BEGIN Page excerpt

----- "Ruben Guerra" <Ruben.Guerra@arrisi.com> wrote:
Using BGP would be overkill for most. Many small commercial customers to not want the complexity of BGP
This one keeps coming up. Leaf-node BGP config is utterly trivial, and is much easier for the SP to configure the necessary safety devices on their side to stop you from shooting yourself in the foot and blowing up your networks - or worse, *their* network. Plus, if / when in the future you need to do something clever, you've already got the routing protocol with all the advanced knobs in place, ready for you to tweak as needed. The Enterprise guys really need to get out of the blanket "BGP is scary" mindset - running BGP for an SP with multitudes of customers, peers, transits, aggregation, filters etc and getting it right needs expertise and experience. Announcing a /24 LAN and receiving a default on a single link, not so much.

END Page excerpt
BEGIN Record excerpts

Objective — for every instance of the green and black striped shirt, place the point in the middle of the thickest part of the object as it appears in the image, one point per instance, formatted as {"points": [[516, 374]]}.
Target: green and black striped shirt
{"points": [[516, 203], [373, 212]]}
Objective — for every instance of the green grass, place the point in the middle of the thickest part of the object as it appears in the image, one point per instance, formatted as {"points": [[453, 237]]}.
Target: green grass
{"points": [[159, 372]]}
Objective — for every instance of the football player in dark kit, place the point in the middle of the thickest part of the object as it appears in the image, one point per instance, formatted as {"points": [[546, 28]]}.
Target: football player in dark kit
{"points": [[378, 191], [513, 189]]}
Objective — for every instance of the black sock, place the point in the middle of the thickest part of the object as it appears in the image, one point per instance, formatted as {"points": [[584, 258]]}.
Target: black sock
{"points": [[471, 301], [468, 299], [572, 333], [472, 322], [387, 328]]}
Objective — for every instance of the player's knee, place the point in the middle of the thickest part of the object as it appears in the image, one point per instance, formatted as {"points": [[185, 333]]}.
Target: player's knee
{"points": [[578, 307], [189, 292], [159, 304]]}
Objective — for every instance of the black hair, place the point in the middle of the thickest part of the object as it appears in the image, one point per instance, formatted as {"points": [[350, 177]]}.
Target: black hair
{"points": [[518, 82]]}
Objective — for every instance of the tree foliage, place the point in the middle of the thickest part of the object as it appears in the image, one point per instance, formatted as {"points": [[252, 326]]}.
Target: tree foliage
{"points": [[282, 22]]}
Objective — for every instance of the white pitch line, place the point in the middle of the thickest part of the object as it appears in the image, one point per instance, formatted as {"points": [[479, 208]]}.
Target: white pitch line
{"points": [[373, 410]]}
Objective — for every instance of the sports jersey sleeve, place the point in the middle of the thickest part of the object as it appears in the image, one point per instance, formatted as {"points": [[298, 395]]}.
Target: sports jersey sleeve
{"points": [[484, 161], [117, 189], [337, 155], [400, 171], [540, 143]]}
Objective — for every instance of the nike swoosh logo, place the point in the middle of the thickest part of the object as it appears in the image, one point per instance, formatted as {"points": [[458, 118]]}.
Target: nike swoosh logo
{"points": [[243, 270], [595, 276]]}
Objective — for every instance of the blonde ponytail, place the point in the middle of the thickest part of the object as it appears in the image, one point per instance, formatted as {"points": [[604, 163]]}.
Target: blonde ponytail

END Record excerpts

• Required task 1:
In the BGP post, what does getting BGP right for a service provider with many customers, peers, and transits require?
• Required task 2:
Please extend the BGP post, continuing on from its final sentence.

• Exercise result 1:
It requires expertise and experience.

• Exercise result 2:
or want to spend money on extra resources (routers that actually support it)
This has a bit more weight to it, if you're at the really low end (certainly the consumer end). But a BGP-capable Cisco 800-series is, what, £300? Regards, Tim.
On Fri, Oct 01, 2010 at 04:28:30PM +0000, Tim Franklin wrote:
Leaf-node BGP config is utterly trivial [...]
The Enterprise guys really need to get out of the blanket "BGP is scary" mindset
It's not just "enterprise" mindset. Over the years I've seen a lot of deployed gear that either didn't support BGP at all or for which it was a significant extra cost. At least in the past this applied to many firewalls and load-balancers, and until recently, even one of the major CMTS vendors didn't support BGP. I agree that edge-node BGP is simple, but finding gear that supports it isn't necessarily so. --Jeff
participants (2)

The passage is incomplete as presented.